--- Begin Document section ---

In the present study, the incorporated method involving RFPA^3D and MS monitoring technique is applied to analyze the stability of the surrounding rock, aiming at the instability failure problem inside the rock mass caused by the redistribution of ground stress after excavation in the geologically weak section of the #2 diversion tunnel in the Xulong Hydropower Station in the upper reaches of the Jinsha River, and analyzes the progressive instability failure of the tunnel using the RFPA^3D numerical modeling software by comparing the spatial and temporal evolution characteristics of microseismic events to reveal the whole process from micro-fracture initiation, growth, and propagation, to penetration within the surrounding rock after tunnel excavation, and identifies potentially unstable areas after tunnel excavation. The research findings can be used to provide technical support for stability evaluation and risk prediction prior to and after excavation of the #2 diversion tunnel in the Xulong Hydropower Station, and can also provide experience for similar hydraulic tunnel excavation.

2. Engineering Background

The Xulong Hydropower Station is located in the upper reaches of the main stream of the Jinsha River at the junction of Deqin County, Yunnan Province and Derong County, Sichuan Province. This primary task of the project development is power generation, which is one of the backbone power points for west-east power transmission. It has an average annual flow of 990 m³/s at the dam site and an average annual runoff of 31.3 billion m³. The reservoir has a normal water level of 2302 m, a dead water level of 2294 m, a designed flood level of 2303.42 m, a maximum flood level of 2305.89 m, and a total capacity of about 847 million m³. The hydropower station has an installed capacity of 2400 MW and can generate 10.319 billion kWh of electricity annually.

According to site exploration data, the larger-scale faults on the left bank of the dam site were F1, F2, and F3, while the rest were III or IV structural planes, primarily steeply dipping faults orthogonal to the Jinsha River. The ground stress increased generally with burial depth, primarily at a medium level, and the concentration area of local stress was dominated by medium and high levels of stress. The riverbed area showed an obvious stress increase, with the maximum horizontal principal stress ranging from 2.9 MPa to 16.7 MPa, and high ground stress phenomena such as core discing occurred locally. The rocks are mainly granite, migmatite, and amphibolite schist. Their uniaxial compressive strength is 80~120 MPa and elastic modulus is 30~50 GPa. Figure 1 shows the geological axis profile of the #2 diversion tunnel on the left bank. Located at the downstream lateral border of the F2 fault, the inlet of the diversion tunnel had an elevation of 2155 m, a length of 1446.67 m, and a thickness of the overlying rock on the vault ranging from 50 m to 280 m. Moreover, the diversion tunnel and auxiliary tunnels were dominated by a medium level of ground stress.

--- End Document section ---

→ **Problem**
Extend the passage on the Xulong Hydropower Station diversion tunnel, starting after its last sentence. The items that come next are separate material and have no connection to the tunnel passage.

--- Begin Information provided ---

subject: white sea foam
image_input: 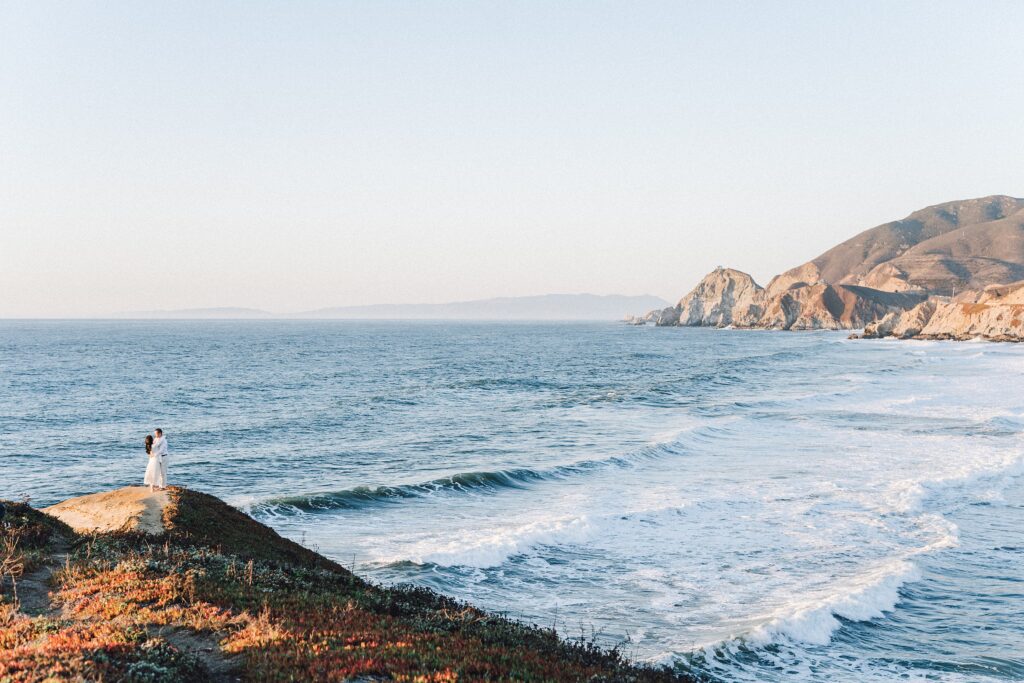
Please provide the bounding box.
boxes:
[744,560,921,645]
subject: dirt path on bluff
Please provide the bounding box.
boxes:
[43,486,169,535]
[11,486,243,683]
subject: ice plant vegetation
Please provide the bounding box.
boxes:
[0,489,692,683]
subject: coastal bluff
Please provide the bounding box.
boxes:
[626,195,1024,341]
[628,267,925,330]
[861,281,1024,342]
[0,486,696,683]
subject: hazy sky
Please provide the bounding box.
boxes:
[0,0,1024,316]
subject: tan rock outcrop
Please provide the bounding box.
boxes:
[863,282,1024,341]
[667,267,764,328]
[657,268,922,330]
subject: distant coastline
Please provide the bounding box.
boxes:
[111,294,669,322]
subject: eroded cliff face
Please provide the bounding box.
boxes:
[645,268,924,330]
[863,281,1024,341]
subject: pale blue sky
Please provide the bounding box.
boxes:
[0,0,1024,316]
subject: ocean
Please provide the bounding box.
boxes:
[0,321,1024,682]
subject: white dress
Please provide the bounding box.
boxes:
[142,453,164,486]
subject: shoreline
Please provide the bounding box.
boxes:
[0,486,697,683]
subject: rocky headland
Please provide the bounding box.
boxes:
[861,282,1024,342]
[627,195,1024,341]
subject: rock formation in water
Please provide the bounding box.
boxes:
[862,282,1024,341]
[768,195,1024,296]
[643,195,1024,336]
[645,268,924,330]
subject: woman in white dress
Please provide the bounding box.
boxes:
[142,434,164,492]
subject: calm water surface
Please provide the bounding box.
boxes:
[0,322,1024,681]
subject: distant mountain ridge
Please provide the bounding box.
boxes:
[630,195,1024,330]
[292,294,669,321]
[115,306,274,321]
[116,294,669,321]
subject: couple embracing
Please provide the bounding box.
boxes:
[142,427,167,492]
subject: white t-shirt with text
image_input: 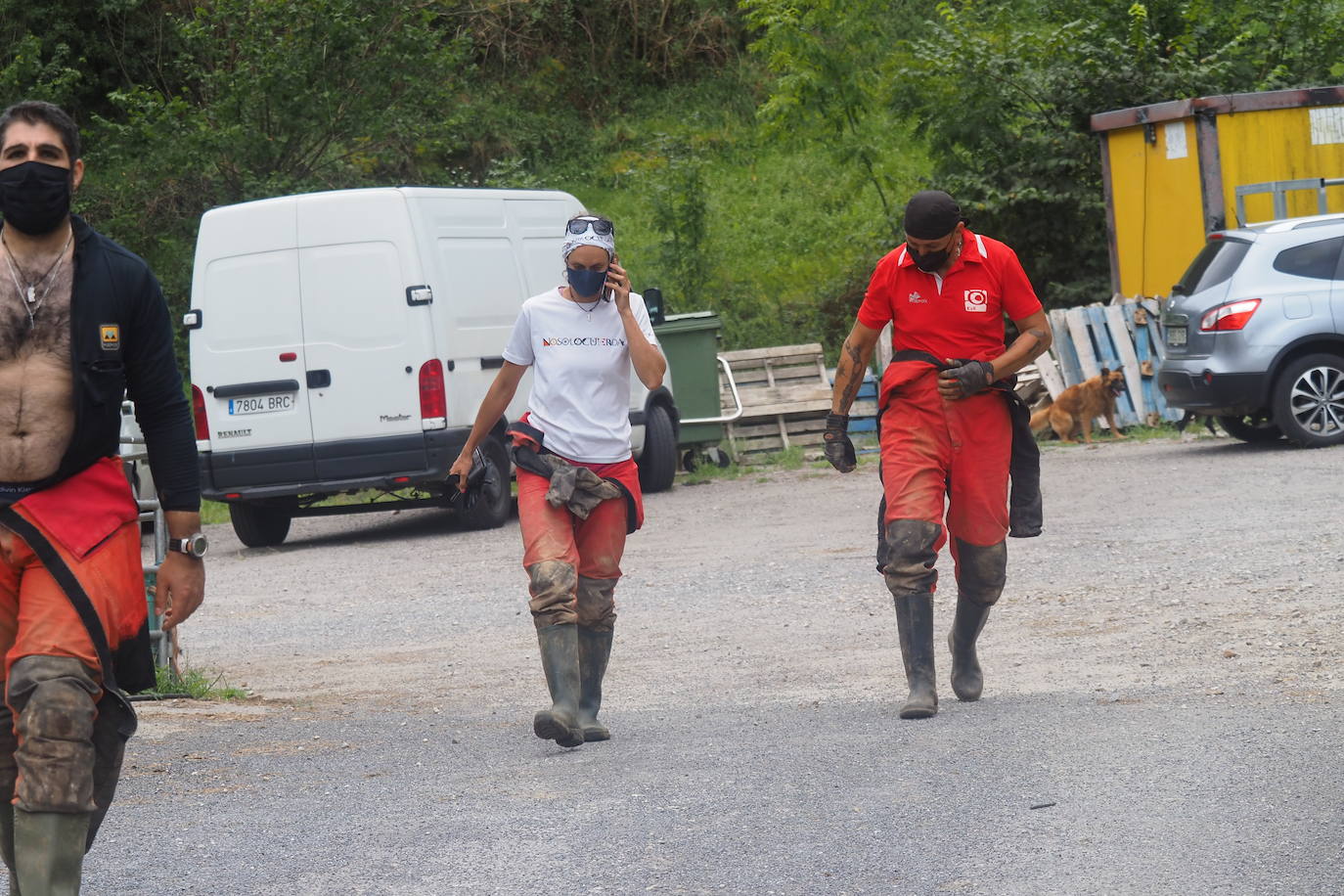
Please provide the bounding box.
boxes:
[504,288,658,464]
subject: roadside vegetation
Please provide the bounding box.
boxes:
[147,666,248,699]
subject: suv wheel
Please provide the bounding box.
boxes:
[1218,411,1283,445]
[229,501,293,548]
[1275,355,1344,447]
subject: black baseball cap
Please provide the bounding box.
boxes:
[906,190,965,239]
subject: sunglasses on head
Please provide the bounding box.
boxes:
[567,217,615,237]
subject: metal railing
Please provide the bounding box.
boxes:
[682,355,741,426]
[1236,177,1344,227]
[121,436,172,668]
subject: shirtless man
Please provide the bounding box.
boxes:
[0,102,205,896]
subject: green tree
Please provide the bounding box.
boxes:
[70,0,470,339]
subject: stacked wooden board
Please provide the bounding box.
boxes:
[719,342,877,461]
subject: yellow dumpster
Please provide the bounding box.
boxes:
[1092,86,1344,295]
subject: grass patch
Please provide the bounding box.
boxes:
[201,501,229,525]
[148,666,247,699]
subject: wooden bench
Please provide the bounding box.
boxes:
[719,342,876,461]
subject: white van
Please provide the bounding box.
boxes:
[184,187,677,547]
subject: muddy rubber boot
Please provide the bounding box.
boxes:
[14,809,89,896]
[895,594,938,719]
[579,626,611,741]
[948,595,989,702]
[0,802,19,896]
[532,623,583,747]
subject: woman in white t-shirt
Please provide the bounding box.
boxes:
[449,215,667,747]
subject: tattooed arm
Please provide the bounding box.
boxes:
[830,318,881,414]
[989,310,1053,381]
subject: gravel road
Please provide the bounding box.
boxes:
[86,438,1344,896]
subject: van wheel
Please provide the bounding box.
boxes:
[639,404,677,493]
[229,503,293,548]
[457,438,514,529]
[1275,355,1344,447]
[1218,411,1283,445]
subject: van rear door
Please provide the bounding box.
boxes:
[298,190,443,479]
[190,199,313,489]
[409,191,545,427]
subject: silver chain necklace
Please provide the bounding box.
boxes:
[570,291,603,321]
[0,227,75,331]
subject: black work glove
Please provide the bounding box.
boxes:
[822,414,859,472]
[938,361,995,399]
[448,449,499,511]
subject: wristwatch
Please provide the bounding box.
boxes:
[168,532,209,560]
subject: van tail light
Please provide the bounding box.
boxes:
[421,357,448,429]
[1199,298,1259,334]
[191,382,209,442]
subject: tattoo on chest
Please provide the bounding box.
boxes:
[0,263,74,361]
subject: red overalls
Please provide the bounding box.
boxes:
[859,230,1040,602]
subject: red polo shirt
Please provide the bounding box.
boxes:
[859,230,1040,361]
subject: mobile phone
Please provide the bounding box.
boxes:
[603,255,621,302]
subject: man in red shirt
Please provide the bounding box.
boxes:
[826,191,1051,719]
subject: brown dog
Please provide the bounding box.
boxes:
[1031,367,1125,445]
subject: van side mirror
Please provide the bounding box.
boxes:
[641,287,667,327]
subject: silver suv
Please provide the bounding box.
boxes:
[1157,215,1344,447]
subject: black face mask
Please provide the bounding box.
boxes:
[0,161,69,237]
[906,245,949,274]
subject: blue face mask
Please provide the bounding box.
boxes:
[564,267,606,298]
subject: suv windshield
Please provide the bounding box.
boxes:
[1172,239,1251,295]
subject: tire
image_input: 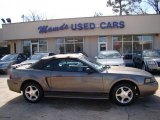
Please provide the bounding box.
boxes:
[142,63,149,71]
[111,83,136,106]
[22,82,43,103]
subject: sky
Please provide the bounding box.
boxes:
[0,0,113,27]
[0,0,155,28]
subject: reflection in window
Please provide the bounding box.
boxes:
[98,36,107,51]
[56,37,83,53]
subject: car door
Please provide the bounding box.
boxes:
[43,58,103,92]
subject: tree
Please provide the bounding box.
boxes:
[94,12,103,17]
[106,0,142,15]
[22,11,47,22]
[144,0,160,14]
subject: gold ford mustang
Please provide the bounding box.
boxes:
[8,54,158,105]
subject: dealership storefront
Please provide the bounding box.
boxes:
[0,15,160,57]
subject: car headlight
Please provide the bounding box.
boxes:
[147,61,156,65]
[144,77,155,83]
[1,63,9,67]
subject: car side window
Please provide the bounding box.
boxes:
[44,59,88,72]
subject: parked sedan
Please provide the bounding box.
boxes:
[0,53,27,73]
[21,53,55,66]
[8,54,158,105]
[133,50,160,71]
[95,50,125,66]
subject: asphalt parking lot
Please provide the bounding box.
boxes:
[0,75,160,120]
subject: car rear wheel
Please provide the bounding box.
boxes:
[23,82,43,103]
[112,83,136,106]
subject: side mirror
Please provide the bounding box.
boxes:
[86,67,93,74]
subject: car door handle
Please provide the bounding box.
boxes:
[55,75,63,77]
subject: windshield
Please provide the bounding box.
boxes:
[31,54,47,60]
[1,54,18,61]
[143,51,160,57]
[98,52,121,59]
[81,56,107,72]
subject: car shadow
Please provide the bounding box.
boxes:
[0,95,160,120]
[0,95,160,111]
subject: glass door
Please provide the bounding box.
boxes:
[98,37,107,53]
[31,43,39,55]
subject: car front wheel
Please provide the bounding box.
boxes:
[23,82,43,103]
[112,83,136,106]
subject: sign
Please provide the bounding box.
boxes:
[38,21,125,33]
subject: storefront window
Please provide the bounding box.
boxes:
[23,40,48,55]
[23,40,31,57]
[112,36,123,53]
[39,40,47,52]
[98,36,107,52]
[56,37,83,53]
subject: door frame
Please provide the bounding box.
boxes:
[30,43,39,55]
[98,36,108,53]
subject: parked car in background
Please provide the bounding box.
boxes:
[133,50,160,71]
[8,54,158,105]
[0,53,27,73]
[95,50,125,66]
[20,53,55,66]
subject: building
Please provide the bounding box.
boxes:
[0,15,160,57]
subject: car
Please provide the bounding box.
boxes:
[20,53,55,66]
[133,50,160,71]
[7,54,158,106]
[95,50,125,66]
[0,53,27,73]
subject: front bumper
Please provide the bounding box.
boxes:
[139,81,158,97]
[7,79,22,93]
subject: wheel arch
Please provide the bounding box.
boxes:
[20,79,43,91]
[109,80,140,96]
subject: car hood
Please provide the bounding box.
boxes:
[21,60,38,64]
[107,66,152,77]
[97,58,124,66]
[144,57,160,62]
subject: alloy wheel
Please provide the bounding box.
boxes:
[115,86,133,104]
[25,85,39,101]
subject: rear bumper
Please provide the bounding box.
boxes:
[139,81,158,97]
[7,79,22,93]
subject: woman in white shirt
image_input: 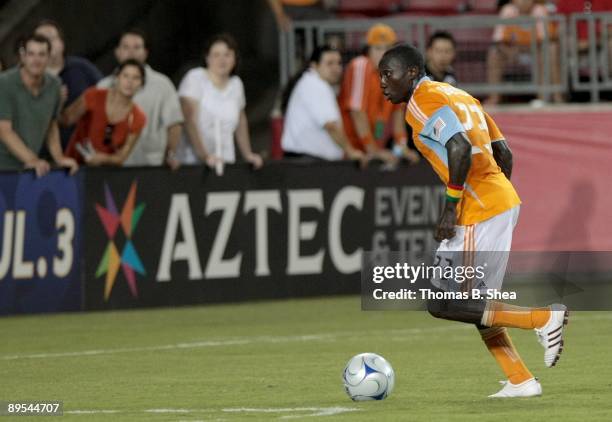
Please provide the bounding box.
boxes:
[281,45,363,160]
[177,34,263,168]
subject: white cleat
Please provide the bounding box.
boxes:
[489,378,542,398]
[535,304,569,368]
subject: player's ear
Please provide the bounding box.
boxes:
[408,66,419,79]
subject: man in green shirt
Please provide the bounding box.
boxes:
[0,35,78,177]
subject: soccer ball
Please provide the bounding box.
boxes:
[342,353,395,401]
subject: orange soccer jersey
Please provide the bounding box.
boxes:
[406,77,521,225]
[338,56,401,151]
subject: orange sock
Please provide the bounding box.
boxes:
[478,327,533,384]
[481,301,550,328]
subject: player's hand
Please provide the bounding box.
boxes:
[246,152,263,170]
[57,156,79,176]
[374,148,399,166]
[434,202,457,242]
[166,150,181,171]
[25,158,51,177]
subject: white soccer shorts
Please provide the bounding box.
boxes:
[431,205,520,292]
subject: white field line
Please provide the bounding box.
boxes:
[64,407,359,419]
[0,324,473,361]
[0,313,612,361]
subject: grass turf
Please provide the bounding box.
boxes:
[0,297,612,422]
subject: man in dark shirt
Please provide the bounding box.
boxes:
[0,35,78,177]
[425,31,457,86]
[34,20,102,150]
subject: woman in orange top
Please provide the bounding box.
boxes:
[61,59,146,166]
[486,0,563,105]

--- End Information provided ---

→ **Exercise answer**
3. Numerical Modeling

3.1. Basic Principles of RFPA

The RFPA is a numerical calculation method for analyzing the material fracture process based on finite element stress analysis and statistical damage theory, as well as a numerical test tool capable of simulating the entire material progressive fracture process until instability [23]. It is a new numerical analysis method for the material fracture process, which can simulate nonlinearity through material non-uniformity and mechanical problems of discontinuous media with the continuum mechanics theory. One significant aspect of this method is that it takes material non-uniformity into account. In 1995, Tang et al. [24] from Northeastern University developed the RFPA2D system based on the finite element theory and a new material fracture process algorithm thought, which simulates the nonlinearity of material by considering its non-uniformity, simulates material discontinuous behaviors like deformation and failure by weakening elements, and can be used to study the whole process of the rock (rock mass) material from mesoscopic damage to macroscopic failure.

Based on this basic principle, the parallel algorithm was introduced to the RFPA^3D system that is a numerical analysis tool [25] for solving the mechanical problems of discontinuous media with the continuum mechanics theory by performing mesoscopic element failure analysis and finite element stress analysis. Combining the statistical damage theory with the numerical calculation method and considering the non-uniformity of rock material, it simulates the nonlinear behavior of rock formation and fracture. The development of the RFPA^3D system aimed to build a 3D model with higher theoretical research value, and it has been more widely used in engineering.

3.2. Twin-Shear Unified Strength Criterion

In 1994, Professor Yu [26] from Xi’an Jiaotong University proposed the unified strength theory applicable to geotechnical materials—twin-shear unified strength, which holds that the failure of material begins when the combination of the two larger shear stresses applied to the twin-shear element and the positive stress applied to the element surface reaches a critical value. Its mathematical expression is:

$$F=\{\begin{array}{r}\hfill {\tau }_{13}+b{\tau }_{12}+\beta \left({\sigma }_{13}+b{\sigma }_{12}\right)=c\\ \hfill \left({\tau }_{12}+\beta {\sigma }_{12}>{\tau }_{23}+\beta {\sigma }_{23}\right)\\ \hfill {\tau }_{13}+b{\tau }_{23}+\beta \left({\sigma }_{13}+b{\sigma }_{23}\right)=c\\ \hfill \left({\tau }_{12}+\beta {\sigma }_{12}⩽{\tau }_{23}+\beta {\sigma }_{23}\right)\end{array}$$

(1)

where $b$ is the coefficient reflecting the effect of the intermediate principal shear stress, $\beta$ is the coefficient reflecting the effect of the positive stress on the failure of the material, and $c$ is the strength parameter of the material.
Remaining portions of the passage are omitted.